**Exercise details:** Each line in the entries that has the word "fortress" has to be copied.

**Source data:**
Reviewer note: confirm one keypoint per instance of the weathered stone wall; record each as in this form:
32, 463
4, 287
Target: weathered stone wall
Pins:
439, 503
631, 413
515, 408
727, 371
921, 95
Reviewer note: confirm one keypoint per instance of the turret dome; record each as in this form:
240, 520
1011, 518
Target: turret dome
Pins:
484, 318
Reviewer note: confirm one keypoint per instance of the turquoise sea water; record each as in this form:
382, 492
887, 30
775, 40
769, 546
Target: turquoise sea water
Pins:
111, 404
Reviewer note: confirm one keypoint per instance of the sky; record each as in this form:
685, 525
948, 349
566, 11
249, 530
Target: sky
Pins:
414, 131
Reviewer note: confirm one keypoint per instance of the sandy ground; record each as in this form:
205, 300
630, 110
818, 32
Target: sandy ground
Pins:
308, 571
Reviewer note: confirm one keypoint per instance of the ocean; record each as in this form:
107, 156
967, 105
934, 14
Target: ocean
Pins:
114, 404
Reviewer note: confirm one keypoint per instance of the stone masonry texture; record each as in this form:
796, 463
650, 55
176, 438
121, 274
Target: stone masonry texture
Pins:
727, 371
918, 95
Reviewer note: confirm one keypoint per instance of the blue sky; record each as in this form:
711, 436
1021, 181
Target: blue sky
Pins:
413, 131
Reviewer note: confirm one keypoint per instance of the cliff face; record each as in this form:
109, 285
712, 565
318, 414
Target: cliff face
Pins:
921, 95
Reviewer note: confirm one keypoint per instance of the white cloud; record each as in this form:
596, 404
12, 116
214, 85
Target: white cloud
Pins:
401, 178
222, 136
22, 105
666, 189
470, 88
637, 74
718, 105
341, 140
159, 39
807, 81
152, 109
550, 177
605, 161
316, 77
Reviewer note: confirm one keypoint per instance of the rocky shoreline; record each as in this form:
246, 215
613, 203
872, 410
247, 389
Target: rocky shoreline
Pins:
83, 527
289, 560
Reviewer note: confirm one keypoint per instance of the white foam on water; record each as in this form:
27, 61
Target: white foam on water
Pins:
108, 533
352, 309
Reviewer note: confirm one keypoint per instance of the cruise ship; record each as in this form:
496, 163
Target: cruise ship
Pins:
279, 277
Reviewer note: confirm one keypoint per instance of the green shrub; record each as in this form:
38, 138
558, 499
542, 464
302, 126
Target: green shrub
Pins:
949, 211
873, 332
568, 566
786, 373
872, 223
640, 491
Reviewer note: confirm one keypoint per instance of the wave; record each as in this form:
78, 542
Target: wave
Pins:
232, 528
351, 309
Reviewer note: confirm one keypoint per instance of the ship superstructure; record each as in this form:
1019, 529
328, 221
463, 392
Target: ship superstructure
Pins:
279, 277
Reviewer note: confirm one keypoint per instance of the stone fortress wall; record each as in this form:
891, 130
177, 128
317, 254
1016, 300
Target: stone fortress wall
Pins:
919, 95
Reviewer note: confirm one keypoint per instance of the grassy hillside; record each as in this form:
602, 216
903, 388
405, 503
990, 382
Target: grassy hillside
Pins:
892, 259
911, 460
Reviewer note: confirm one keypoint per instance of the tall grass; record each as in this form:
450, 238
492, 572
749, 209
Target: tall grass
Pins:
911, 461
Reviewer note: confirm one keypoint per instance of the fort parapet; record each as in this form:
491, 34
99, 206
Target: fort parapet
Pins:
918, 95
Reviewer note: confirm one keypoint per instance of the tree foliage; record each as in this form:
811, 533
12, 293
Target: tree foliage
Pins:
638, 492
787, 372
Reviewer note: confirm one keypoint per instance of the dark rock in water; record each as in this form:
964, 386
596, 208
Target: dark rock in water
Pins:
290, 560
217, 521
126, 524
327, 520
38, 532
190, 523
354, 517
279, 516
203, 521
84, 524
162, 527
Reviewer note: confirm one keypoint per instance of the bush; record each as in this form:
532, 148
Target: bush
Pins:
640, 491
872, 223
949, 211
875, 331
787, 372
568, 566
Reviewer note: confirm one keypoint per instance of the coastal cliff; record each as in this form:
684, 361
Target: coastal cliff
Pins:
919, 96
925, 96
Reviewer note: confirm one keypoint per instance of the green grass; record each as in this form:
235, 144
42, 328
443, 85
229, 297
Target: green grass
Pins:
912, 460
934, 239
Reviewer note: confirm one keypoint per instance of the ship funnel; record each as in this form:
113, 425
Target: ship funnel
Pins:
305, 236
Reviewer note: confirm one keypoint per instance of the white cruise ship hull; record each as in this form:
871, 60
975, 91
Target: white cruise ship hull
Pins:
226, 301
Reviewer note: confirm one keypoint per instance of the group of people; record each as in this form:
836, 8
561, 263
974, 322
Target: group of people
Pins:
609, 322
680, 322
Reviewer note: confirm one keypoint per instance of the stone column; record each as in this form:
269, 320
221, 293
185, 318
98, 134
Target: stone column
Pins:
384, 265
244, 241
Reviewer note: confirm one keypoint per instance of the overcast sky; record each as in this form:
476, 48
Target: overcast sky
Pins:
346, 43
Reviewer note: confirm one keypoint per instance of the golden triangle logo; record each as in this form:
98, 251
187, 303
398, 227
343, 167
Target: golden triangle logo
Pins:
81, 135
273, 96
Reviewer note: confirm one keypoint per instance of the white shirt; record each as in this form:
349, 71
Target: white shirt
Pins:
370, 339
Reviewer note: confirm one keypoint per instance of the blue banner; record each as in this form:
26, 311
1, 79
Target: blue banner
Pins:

**Result of this task:**
Reviewer note: confirm one keypoint per instance of the stone fortress wall; record each as in this form:
Target: stone fortress wall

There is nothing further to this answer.